### EXCERPT PROVIDED

====

Mean differences between automated and manual measures range from 0.37 cm to 0.73 cm across fingers and hands, with standard deviations indicating similar variance profiles. The system demonstrates operational suitability for large-scale surveys, substantially reducing human-induced measurement drift, fatigue artifacts, and throughput limitations.
Measurement Comparison Table (excerpt)
| Finger |
Mean (Actual) |
Mean (Automated) |
Mean Absolute Difference |
| Right Thumb (F1) |
5.95 cm |
5.48 cm |
0.55 cm |
| Left Index (F2) |
7.02 cm |
7.43 cm |
0.62 cm |
Discussion and Implications
The findings underscore the necessity for regionally-adapted input device dimensions, invalidating one-size-fits-all paradigms often adopted by multinational hardware distributors. Ergonomic shortfalls for sub-75th percentile hand spans corroborate the practical exclusion of a significant user subset from optimal device interaction. The machine vision system offers scalable, cross-population anthropometric data acquisition, mitigating surveyor biases while vastly enhancing consistency.
This approach enables iterative hardware adaptation cycles based on anthropometric quantiles, supports rapid prototyping of custom device classes (keyboards, mobile devices), and fosters inclusive design for populations with unique hand morphology distributions.
Trade-Offs and Future Directions
While the automated measurement system attains sub-centimeter error rates, further algorithmic refinement (e.g., advanced fingertip detection, model-based hand pose estimation) may reduce errors for borderline percentile cases. The methodology can generalize to multi-joint limb measurements or full body anthropometry applications, supporting domains from device design to clinical diagnostics.

====

### PROBLEM STATEMENT
Answer these questions about the excerpt above on automated hand measurement:
1. What range do the mean differences between automated and manual measures span?
2. What mean absolute difference does the table give for the Left Index (F2)?
3. Which custom device classes does the approach support rapid prototyping of?

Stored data
====

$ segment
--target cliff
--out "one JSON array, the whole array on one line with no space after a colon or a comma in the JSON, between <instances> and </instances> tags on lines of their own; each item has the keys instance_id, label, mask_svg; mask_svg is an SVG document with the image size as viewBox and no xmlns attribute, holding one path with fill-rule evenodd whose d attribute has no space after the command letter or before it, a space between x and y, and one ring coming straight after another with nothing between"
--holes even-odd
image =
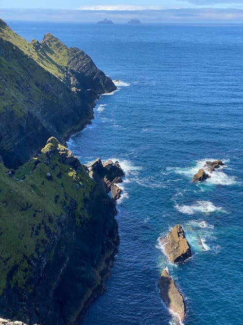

====

### RESPONSE
1. From 0.37 cm to 0.73 cm.
2. 0.62 cm.
3. Keyboards and mobile devices.